### Data listing ###

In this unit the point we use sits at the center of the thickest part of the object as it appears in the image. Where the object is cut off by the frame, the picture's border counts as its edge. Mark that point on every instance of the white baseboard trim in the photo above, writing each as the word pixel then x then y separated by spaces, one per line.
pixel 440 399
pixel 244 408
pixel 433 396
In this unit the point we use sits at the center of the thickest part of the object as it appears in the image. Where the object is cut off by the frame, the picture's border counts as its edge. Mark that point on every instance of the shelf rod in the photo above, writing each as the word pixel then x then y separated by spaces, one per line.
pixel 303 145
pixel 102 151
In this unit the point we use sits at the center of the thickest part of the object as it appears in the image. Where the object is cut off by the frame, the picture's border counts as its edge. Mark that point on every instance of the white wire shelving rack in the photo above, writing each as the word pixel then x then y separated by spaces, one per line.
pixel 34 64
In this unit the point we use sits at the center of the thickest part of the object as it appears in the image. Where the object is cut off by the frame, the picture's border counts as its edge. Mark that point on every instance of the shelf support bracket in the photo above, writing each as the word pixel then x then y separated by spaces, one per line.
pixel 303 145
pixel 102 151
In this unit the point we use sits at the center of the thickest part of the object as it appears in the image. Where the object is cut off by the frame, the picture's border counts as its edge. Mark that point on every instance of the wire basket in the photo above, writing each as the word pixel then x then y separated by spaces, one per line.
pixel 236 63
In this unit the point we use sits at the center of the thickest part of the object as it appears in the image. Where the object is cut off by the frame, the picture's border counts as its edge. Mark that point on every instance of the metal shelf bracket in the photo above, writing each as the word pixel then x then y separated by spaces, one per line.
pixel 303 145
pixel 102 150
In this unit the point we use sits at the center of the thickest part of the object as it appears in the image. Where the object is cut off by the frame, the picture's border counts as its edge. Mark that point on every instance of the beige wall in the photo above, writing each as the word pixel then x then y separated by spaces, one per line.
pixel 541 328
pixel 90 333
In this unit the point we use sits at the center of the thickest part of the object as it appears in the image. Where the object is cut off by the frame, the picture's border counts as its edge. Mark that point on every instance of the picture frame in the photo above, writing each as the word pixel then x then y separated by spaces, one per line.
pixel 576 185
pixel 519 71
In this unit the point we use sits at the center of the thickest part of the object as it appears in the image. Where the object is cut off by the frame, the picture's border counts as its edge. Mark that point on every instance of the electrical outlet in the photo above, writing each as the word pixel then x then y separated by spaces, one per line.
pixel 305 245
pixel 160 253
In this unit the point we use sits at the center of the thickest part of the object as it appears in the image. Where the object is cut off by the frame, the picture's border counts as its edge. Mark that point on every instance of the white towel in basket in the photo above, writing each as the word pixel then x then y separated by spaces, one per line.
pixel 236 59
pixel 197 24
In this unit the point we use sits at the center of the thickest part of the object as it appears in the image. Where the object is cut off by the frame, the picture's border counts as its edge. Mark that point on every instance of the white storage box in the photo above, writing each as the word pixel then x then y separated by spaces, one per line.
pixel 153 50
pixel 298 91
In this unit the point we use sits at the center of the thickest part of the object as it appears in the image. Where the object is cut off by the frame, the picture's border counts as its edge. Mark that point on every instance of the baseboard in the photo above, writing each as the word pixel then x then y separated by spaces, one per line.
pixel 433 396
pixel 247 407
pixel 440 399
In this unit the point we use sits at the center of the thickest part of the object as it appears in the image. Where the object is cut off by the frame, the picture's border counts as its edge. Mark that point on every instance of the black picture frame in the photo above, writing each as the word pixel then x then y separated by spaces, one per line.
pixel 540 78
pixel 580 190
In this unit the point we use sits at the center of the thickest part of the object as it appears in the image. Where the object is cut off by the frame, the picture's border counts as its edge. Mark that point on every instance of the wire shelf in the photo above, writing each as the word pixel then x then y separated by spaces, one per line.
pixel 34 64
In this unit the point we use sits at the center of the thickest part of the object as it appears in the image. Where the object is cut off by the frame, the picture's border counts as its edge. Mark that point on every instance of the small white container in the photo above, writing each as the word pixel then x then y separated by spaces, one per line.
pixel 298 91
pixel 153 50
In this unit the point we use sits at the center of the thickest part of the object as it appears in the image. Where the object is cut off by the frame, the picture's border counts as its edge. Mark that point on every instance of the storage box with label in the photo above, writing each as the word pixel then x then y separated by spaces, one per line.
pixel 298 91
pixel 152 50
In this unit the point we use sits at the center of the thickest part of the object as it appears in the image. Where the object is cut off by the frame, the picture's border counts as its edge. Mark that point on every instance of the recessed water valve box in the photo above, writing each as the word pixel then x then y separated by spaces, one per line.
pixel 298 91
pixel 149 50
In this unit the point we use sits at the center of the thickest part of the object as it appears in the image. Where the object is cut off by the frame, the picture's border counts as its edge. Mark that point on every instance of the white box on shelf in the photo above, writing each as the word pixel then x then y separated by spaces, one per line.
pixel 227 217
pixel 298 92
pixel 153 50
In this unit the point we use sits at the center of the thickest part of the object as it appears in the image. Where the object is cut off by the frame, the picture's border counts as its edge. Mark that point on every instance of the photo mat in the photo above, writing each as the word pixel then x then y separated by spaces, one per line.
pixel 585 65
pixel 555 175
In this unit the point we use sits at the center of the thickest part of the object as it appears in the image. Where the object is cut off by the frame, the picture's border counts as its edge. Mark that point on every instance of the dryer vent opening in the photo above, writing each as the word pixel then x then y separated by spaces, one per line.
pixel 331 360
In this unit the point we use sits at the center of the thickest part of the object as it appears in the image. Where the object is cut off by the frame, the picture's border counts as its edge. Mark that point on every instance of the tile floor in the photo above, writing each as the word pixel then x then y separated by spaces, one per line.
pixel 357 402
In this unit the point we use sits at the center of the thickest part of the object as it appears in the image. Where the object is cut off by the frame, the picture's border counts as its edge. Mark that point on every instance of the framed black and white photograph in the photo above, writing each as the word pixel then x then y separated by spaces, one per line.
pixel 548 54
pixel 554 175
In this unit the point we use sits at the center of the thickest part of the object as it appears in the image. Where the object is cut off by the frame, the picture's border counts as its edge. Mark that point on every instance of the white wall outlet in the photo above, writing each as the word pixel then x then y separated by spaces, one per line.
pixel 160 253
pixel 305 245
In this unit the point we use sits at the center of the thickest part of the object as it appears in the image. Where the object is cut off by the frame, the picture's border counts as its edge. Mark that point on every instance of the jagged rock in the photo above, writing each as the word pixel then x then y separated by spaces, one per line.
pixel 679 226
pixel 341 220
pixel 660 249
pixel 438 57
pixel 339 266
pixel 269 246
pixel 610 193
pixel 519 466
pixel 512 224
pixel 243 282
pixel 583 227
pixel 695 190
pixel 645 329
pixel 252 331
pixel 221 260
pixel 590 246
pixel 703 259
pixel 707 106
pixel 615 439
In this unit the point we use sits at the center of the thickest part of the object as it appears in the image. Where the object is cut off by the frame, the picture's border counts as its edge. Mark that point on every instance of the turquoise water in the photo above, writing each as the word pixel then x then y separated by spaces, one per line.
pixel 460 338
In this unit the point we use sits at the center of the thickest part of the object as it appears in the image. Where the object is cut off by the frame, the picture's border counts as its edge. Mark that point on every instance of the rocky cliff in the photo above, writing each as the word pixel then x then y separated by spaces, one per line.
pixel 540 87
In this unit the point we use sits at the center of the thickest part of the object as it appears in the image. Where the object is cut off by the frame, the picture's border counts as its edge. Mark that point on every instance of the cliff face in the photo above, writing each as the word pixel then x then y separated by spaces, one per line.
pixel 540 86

###

Aim of the task.
Reproduce the lines of the records above word for word, from the line with "the white wire" to the line with "pixel 236 63", including both of those lines.

Full response.
In this unit the point we use sits at the center of the thickest part of the object as it appears in the image. Where the object is cut off by the frame, the picture's border counts as its edge. Mark that point on every instance of the white wire shelving rack in the photo above, writing each as the word pixel then x then y separated by spaces, one per line.
pixel 34 64
In this unit the point we use sits at the center of the thickest part of the object as it appears in the image. Where the object is cut off by the frame, the picture's border counts as its edge. Mark that point on every instance of the shelf support bracket in the photo above, writing each as the word pixel then x then y separated by spaces, one per line.
pixel 303 145
pixel 102 151
In this unit the point we use sits at the center of the thickest part of the object as it appears in the image. Where the object is cut off by the frame, the picture's border counts as its edge. Mark that point on every instance of the wire basket in the photo above, writing each as the word pixel then x then y separated by spaces, one per line.
pixel 236 63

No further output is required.